• _Exercise description_:
Every line in the data must be transcribed exactly.
======== Source information ========
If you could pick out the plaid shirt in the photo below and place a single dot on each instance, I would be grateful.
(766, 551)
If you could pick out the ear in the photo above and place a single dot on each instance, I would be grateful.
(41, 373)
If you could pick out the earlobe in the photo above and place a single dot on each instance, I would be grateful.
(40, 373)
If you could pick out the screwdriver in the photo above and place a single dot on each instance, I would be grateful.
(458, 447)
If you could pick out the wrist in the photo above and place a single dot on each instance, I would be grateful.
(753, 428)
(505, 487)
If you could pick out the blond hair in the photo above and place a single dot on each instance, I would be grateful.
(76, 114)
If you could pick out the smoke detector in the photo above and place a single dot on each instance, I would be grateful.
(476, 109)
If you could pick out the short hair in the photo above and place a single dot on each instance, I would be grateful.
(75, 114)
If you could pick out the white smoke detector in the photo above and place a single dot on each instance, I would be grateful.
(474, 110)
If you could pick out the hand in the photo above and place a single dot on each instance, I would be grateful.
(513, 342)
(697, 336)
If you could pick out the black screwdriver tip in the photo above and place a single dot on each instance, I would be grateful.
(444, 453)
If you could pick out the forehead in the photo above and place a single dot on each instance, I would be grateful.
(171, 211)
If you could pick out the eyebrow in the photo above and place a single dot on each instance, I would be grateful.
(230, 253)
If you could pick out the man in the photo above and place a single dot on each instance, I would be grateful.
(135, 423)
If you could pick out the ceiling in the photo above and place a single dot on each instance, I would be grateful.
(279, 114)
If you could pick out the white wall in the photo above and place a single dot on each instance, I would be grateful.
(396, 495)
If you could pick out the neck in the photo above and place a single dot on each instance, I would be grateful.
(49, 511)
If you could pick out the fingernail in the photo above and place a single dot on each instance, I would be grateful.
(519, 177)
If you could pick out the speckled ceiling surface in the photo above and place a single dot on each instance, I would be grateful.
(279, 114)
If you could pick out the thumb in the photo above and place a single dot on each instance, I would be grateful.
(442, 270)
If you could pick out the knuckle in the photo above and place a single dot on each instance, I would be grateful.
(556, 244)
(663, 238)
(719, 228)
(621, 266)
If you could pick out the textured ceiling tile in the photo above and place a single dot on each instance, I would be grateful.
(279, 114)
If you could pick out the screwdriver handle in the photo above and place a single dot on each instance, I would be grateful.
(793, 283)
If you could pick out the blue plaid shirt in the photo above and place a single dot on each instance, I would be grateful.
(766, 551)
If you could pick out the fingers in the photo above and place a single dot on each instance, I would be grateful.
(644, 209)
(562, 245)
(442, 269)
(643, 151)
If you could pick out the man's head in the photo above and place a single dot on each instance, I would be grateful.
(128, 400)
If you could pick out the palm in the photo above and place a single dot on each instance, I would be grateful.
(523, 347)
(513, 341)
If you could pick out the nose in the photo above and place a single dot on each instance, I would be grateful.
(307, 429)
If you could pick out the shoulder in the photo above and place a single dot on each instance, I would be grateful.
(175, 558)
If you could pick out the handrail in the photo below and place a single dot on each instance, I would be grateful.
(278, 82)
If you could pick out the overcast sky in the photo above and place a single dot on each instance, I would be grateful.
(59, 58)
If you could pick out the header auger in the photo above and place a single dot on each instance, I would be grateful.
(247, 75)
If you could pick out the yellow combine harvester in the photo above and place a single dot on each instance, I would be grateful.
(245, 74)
========
• _Solution to the exercise_:
If you could pick out the plaid shirt in the photo below and place a single dot on each instance, I would be grateful.
(766, 551)
If you could pick out the ear in the photo above and place a single dot on each instance, I would be grateful.
(41, 373)
If you could pick out the earlobe in the photo above and place a single dot on each instance, I would be grateful.
(40, 373)
If you could pick out the screwdriver in the photo above and place a single dot on each instance, I would be grateful.
(458, 447)
If you could pick out the wrist in the photo above and place a single dot on each instance, I would be grateful.
(753, 428)
(505, 487)
If you could pick out the blond hair in the photo above and place a single dot on each instance, I would be grateful.
(76, 114)
If you could pick out the smoke detector in the photo above and place a single dot on each instance, I would be grateful.
(476, 109)
If you could pick out the short hair in the photo above and place a single dot on each instance, I would be grateful.
(75, 114)
If you could pick out the white smoke detector in the photo above and place a single dot on each instance, I would be grateful.
(474, 110)
If you could pick out the hand in the photo above and place a single dot on each instance, I would be grateful.
(513, 342)
(697, 336)
If you could pick out the black screwdriver tip in the photo above and place a single dot on each instance, I would be grateful.
(444, 453)
If you could pick out the forehead in the photo above and place a single dot on each instance, I would be grateful.
(171, 211)
If you could pick out the eyebrow in the photo above and place a single dot on each instance, I would be grateful.
(230, 253)
If you could pick out the man in the photo above and place a single dot on each instance, I would be grateful.
(135, 423)
If you could pick out the ceiling in the photo above and place a single dot on each instance, I would be grateful.
(279, 114)
If you could pick out the white wall in the photo above and place a single dot on each instance, I would be grateful.
(396, 495)
If you could pick out the neck in the photo above and place a single dot on each instance, I would be grateful.
(49, 511)
If you could pick out the fingernail in the photo above and place a single dot on each instance, I would be grateful.
(519, 177)
If you could pick out the speckled ceiling surface in the photo above and place a single dot on each instance, I would be grateful.
(279, 114)
If you could pick out the thumb in the photo above and place a single dot on each instance, I would be grateful.
(442, 270)
If you could pick out the knuckle in the photo above and place a single dot on each instance, I would be grateful.
(556, 244)
(663, 238)
(719, 228)
(621, 266)
If you could pick out the textured ceiling tile in the photo above and place a single dot on each instance, I would be grateful.
(279, 114)
If you could pick out the screwdriver handle in the photo above and place a single dot on each instance, I would be grateful.
(793, 283)
If you could pick out the blue plaid shirt in the photo above and place a single dot on each instance, I would be grateful.
(766, 551)
If you could pick out the fingers in the photo above and place a single dot on each instance, I would be grateful.
(644, 209)
(562, 245)
(442, 269)
(643, 151)
If you could pick out the man's head in the photo above and place a single dot on each instance, I would be grateful.
(128, 400)
If you could pick out the palm in the photo above and place a single dot on each instance, I would be grateful.
(523, 347)
(513, 341)
If you could pick out the nose in the photo above and place a single dot on each instance, I would be grateful.
(307, 429)
If you could pick out the shoulder in the photo above and place a single dot on each instance, I would be grateful.
(175, 558)
If you could pick out the handrail in the photo below and place a single dot on each instance, I would be grateful.
(278, 82)
If you could pick out the overcast sky in the photo above and place a single dot on each instance, I would be grateful.
(59, 58)
If you could pick out the header auger in the photo above and place a single dot on each instance, I would be grateful.
(247, 75)
If you could pick out the yellow combine harvester in the photo above and place a single dot on each instance, I would be grateful.
(245, 74)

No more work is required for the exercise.